Instrucciones de trabajo ->
(1) Resume en forma de lista el párrafo del fragmento sobre Carrington y Fetterman que comienza con «Tras el final de la Guerra de Secesión». Conserva sus datos principales.
(2) Prosigue el fragmento sobre Carrington y Fetterman a partir de su última oración.

Texto extraído ->
===============
Esto fue lo que escribió el coronel Henry Beebee Carrington el 13 de junio de 1866, mientras cabalgaba al oeste a la cabeza del Segundo Batallón del Regimiento de Infantería n.º 18 de Estados Unidos. Dado que seguía en el este de Nebraska, el coronel Carrington todavía no se había topado con ningún indio hostil, por lo que no tenía manera de saber cuánta razón llevaba. Estaba a punto de descubrirlo; y, de momento, aún no contaba con su segundo al mando, el capitán William Judd Fetterman.
Tras el final de la Guerra de Secesión, tanto Carrington como Fetterman habían decidido dedicarse a la carrera militar. Aunque Carrington solo era nueve años mayor que Fetterman, personificaba la línea divisoria entre los militares de la vieja escuela y una nueva estirpe de soldados inmersos en la guerra total. Carrington, abogado con buena formación y aficionado a leer versículos de la Biblia todas las mañanas en griego y en hebreo, había pasado el conflicto supervisando las actividades de reclutamiento de hombres del Medio Oeste por parte del Ejército de la Unión, con la eficacia suficiente como para habérsele reconocido el mérito de conseguir doscientos mil voluntarios para el servicio bélico. Asimismo, había estado al cargo de campamentos de prisioneros de guerra y procesó a los rebeldes Copperheads que promovieron la Conspiración del Gran Noroeste. No participó nunca de acciones militares, pero esos logros bastaron para reportarle un ascenso nominal provisorio —y en buena medida honorario— a general de brigada. Fetterman, por su parte, tenía experiencia táctica y estratégica en el campo de batalla. Además, había adquirido conocimientos administrativos prácticos durante las últimas fases de la campaña en Georgia de Sherman, entre otras cosas, sirviendo como suboficial administrativo del Cuerpo n.º 14, puesto en el que tuvo bajo su responsabilidad a más de diez mil hombres. Su familiaridad con las condiciones en el campo de batalla y con los procesos y protocolos militares de todo tipo de puestos de mando lo hacían un candidato más que atractivo para el cuerpo de oficiales de posguerra. Tanto él como Carrington perdieron sus cargos nominales de voluntarios y volvieron a solicitar un puesto en el Regimiento de Infantería n.º 18 del ejército regular en Columbus (Ohio). Fetterman descendió de nuevo de coronel a capitán y Carrington pasó de general a coronel, cuestión que percibió como un desprecio y que le acompañaría el resto de su vida.
===============
Material proporcionado ->

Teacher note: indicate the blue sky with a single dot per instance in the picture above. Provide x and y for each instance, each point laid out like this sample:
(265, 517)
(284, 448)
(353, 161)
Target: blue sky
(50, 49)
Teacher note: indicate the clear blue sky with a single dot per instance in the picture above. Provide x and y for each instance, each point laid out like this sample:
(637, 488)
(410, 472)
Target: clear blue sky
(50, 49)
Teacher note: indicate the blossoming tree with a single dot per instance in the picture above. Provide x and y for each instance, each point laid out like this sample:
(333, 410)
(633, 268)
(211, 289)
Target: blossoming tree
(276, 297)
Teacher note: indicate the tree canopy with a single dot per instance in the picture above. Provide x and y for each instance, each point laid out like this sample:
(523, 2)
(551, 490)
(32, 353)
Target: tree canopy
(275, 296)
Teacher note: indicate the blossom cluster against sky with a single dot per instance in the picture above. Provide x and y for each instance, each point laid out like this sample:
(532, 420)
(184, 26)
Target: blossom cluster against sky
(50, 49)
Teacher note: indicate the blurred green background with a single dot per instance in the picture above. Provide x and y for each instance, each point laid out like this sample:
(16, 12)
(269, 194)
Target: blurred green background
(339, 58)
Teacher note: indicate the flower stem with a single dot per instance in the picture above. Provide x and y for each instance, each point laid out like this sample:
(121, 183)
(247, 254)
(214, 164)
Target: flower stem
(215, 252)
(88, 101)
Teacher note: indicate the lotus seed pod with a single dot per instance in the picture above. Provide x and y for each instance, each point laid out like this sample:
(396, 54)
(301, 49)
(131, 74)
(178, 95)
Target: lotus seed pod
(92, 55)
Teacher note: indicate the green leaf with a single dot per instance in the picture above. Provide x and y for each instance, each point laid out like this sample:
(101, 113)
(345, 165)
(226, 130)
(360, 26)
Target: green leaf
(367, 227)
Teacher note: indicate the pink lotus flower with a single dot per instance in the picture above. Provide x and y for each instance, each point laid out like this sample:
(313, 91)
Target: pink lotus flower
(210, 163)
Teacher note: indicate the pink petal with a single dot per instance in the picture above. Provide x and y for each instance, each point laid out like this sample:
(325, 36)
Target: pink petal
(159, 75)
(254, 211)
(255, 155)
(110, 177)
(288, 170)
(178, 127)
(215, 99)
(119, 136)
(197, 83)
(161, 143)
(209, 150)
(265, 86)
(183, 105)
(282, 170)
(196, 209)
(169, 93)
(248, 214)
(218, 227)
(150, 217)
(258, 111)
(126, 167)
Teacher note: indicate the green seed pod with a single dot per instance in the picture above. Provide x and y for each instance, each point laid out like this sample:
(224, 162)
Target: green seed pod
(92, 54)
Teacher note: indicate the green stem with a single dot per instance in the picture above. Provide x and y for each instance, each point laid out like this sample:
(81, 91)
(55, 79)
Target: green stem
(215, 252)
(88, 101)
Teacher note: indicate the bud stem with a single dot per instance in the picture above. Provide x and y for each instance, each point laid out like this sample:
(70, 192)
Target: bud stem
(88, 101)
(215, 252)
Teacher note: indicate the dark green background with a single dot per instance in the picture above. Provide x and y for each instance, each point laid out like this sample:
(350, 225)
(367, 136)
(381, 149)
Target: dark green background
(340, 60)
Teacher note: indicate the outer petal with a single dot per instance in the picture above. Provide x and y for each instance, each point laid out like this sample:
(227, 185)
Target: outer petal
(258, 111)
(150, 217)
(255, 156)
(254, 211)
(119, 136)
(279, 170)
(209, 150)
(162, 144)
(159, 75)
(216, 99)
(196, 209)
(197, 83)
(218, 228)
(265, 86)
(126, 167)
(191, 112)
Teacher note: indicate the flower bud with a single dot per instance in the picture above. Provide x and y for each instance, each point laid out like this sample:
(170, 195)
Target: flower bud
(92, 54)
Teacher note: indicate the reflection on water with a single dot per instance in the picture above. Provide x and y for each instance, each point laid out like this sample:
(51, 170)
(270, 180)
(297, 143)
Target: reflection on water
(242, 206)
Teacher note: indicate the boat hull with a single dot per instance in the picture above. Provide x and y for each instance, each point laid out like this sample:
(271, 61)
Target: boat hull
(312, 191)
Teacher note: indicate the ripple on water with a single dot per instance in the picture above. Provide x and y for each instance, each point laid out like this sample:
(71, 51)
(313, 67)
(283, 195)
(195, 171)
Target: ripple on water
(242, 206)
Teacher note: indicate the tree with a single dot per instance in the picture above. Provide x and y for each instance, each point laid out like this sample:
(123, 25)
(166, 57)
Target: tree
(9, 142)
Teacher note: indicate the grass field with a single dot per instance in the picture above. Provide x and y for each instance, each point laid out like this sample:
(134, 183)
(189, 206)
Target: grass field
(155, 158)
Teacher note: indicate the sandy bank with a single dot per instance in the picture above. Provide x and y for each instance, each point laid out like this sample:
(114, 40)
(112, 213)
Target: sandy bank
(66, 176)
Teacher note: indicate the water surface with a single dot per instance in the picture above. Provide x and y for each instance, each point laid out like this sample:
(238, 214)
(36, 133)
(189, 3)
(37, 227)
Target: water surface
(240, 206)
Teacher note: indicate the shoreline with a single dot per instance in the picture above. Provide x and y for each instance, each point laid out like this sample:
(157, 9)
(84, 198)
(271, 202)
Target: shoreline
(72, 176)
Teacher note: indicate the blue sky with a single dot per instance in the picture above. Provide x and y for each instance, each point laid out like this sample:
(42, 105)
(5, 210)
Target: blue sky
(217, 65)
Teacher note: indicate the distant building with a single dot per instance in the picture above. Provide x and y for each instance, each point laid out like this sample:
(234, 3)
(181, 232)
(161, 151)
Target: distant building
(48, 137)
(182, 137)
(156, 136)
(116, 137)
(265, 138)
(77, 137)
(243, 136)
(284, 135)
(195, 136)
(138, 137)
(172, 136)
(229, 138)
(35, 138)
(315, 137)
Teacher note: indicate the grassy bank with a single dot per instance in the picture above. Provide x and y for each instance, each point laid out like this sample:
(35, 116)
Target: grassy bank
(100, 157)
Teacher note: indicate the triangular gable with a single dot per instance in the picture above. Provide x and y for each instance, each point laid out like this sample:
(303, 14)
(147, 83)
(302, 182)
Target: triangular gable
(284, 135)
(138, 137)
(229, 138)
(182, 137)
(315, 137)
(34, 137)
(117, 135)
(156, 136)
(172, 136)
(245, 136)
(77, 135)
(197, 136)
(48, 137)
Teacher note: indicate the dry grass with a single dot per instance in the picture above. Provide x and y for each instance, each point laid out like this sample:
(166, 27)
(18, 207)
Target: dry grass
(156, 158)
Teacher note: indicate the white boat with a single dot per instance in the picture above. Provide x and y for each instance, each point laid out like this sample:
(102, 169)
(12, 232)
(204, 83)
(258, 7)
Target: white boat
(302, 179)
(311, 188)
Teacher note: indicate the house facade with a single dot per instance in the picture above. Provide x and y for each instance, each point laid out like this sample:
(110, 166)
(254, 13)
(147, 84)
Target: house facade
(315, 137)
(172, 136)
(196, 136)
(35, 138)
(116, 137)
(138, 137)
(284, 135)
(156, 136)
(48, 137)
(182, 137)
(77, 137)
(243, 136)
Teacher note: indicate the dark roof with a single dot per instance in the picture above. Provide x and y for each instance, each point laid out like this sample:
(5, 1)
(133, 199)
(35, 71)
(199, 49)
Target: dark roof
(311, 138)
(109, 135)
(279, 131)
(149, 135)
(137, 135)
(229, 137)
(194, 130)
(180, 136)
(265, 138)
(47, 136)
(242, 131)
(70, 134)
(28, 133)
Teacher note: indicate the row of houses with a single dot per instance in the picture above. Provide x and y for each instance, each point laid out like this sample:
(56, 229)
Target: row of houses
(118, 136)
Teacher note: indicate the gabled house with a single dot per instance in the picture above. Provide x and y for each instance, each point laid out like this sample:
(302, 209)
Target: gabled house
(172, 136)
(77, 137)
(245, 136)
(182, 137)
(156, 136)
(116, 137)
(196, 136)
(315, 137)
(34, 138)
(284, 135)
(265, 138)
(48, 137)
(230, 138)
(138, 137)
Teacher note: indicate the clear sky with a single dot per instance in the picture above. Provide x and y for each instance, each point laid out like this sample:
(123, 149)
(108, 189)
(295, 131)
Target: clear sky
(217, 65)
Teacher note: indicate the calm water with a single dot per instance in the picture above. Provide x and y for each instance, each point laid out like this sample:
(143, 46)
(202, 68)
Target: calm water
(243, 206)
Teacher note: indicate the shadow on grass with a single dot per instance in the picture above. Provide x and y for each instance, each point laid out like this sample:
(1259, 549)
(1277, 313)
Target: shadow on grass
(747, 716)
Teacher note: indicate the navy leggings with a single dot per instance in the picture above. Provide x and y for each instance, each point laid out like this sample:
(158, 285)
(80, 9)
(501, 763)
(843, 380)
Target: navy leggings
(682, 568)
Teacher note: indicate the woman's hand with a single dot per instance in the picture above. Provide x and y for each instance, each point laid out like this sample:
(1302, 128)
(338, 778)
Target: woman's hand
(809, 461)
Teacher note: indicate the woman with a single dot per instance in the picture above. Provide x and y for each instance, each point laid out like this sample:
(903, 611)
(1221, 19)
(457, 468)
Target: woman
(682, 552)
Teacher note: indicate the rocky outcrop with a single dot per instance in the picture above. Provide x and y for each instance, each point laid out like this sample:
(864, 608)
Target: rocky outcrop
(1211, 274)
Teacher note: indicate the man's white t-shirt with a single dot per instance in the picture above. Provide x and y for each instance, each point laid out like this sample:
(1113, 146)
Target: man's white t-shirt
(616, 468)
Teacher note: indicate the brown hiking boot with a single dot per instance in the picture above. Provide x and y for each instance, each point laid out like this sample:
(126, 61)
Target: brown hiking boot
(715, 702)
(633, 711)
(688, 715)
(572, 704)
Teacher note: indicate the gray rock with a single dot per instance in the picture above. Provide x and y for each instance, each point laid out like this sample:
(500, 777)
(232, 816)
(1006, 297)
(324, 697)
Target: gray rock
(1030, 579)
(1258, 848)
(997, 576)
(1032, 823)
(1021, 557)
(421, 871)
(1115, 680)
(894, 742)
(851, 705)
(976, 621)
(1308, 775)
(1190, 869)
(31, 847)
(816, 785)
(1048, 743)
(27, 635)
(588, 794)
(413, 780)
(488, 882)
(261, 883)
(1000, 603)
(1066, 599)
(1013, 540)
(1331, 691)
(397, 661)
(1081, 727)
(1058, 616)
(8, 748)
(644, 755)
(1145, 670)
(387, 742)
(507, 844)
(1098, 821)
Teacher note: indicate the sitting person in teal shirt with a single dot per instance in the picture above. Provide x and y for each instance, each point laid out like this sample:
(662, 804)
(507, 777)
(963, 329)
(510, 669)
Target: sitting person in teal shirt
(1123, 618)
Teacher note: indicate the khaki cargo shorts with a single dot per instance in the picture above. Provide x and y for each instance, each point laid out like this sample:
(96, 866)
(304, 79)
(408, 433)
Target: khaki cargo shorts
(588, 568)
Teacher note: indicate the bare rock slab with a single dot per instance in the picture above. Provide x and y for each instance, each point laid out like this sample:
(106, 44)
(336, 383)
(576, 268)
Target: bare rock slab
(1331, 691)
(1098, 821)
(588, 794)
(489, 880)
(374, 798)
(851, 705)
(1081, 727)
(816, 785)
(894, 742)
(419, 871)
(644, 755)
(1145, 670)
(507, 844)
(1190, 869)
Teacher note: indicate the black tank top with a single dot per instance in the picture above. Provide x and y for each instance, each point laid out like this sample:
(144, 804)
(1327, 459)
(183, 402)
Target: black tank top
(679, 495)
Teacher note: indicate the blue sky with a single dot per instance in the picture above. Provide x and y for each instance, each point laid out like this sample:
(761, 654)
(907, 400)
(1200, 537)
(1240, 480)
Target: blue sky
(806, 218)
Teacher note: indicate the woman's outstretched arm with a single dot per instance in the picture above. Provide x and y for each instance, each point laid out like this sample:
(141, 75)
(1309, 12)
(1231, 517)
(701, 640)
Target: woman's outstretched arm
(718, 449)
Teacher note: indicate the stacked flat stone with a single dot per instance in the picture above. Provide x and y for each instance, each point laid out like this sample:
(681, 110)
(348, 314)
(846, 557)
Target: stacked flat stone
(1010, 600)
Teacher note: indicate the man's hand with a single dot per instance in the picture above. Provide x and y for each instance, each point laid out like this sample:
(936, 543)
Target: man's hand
===============
Resultados ->
(1)
- Al terminar la Guerra de Secesión, Carrington y Fetterman decidieron dedicarse a la carrera militar.
- Carrington era solo nueve años mayor que Fetterman, pero representaba a los militares de la vieja escuela frente a una nueva estirpe de soldados inmersos en la guerra total.
- Carrington era abogado con buena formación y leía versículos de la Biblia cada mañana en griego y en hebreo. Durante el conflicto supervisó el reclutamiento de hombres del Medio Oeste para el Ejército de la Unión, y se le reconoció haber conseguido doscientos mil voluntarios.
- También estuvo al cargo de campamentos de prisioneros de guerra y procesó a los Copperheads que promovieron la Conspiración del Gran Noroeste.
- Nunca participó en acciones militares. Aun así, esos logros le valieron un ascenso nominal provisorio, en buena medida honorario, a general de brigada.
- Fetterman tenía experiencia táctica y estratégica en el campo de batalla.
- En las últimas fases de la campaña de Sherman en Georgia adquirió conocimientos administrativos como suboficial administrativo del Cuerpo n.º 14, con más de diez mil hombres bajo su responsabilidad.
- Su familiaridad con el campo de batalla y con los procesos y protocolos de mando lo convertía en un candidato muy atractivo para el cuerpo de oficiales de posguerra.
- Ambos perdieron sus cargos nominales de voluntarios y solicitaron un puesto en el Regimiento de Infantería n.º 18 del ejército regular en Columbus (Ohio).
- Fetterman volvió de coronel a capitán y Carrington pasó de general a coronel. Carrington percibió este cambio como un desprecio que le acompañaría el resto de su vida.

(2)
Carrington regresó a Columbus en parte para llorar la muerte de su hijo pequeño (el cuarto de sus seis niños que falleció antes de cumplir tres años). Empezó asimismo a presionar para conseguir un nombramiento mejor en lo que él consideraba el siguiente gran escenario nacional del Ejército, la frontera. Al término de la guerra, las Fuerzas Armadas se habían inflado con miles de coroneles y generales nominales, y Carrington —un administrador menudo, demacrado y tísico— no parecía tener muchas posibilidades. Así y todo, estaba decidido a hacer realidad sus ilusiones de héroe y contaba con muchos amigos poderosos. Se puso a escribir cartas no solo a viejos conocidos de los días en que, de joven, había servido como secretario de Washington Irving, sino también a vínculos más recientes, como Salmon Chase, por entonces presidente del Tribunal Supremo de Estados Unidos. Se dirigió además a su antiguo compañero abogado William Dennison, que había sido gobernador de Ohio y era entonces director general de Correos. Esos contactos dieron fruto.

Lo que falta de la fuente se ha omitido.